DATA ENTRIES ->
"""

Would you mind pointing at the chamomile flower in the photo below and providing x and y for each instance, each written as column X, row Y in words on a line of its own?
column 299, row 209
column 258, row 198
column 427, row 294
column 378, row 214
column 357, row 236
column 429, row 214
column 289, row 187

"""

SHORT TASK -> Quote every one of the lines above word for word, keeping them in the same order.

RESPONSE ->
Would you mind pointing at the chamomile flower in the photo below and providing x and y for each instance, each written as column X, row Y in words on a line of its own?
column 299, row 209
column 258, row 198
column 427, row 294
column 378, row 214
column 357, row 236
column 429, row 214
column 289, row 187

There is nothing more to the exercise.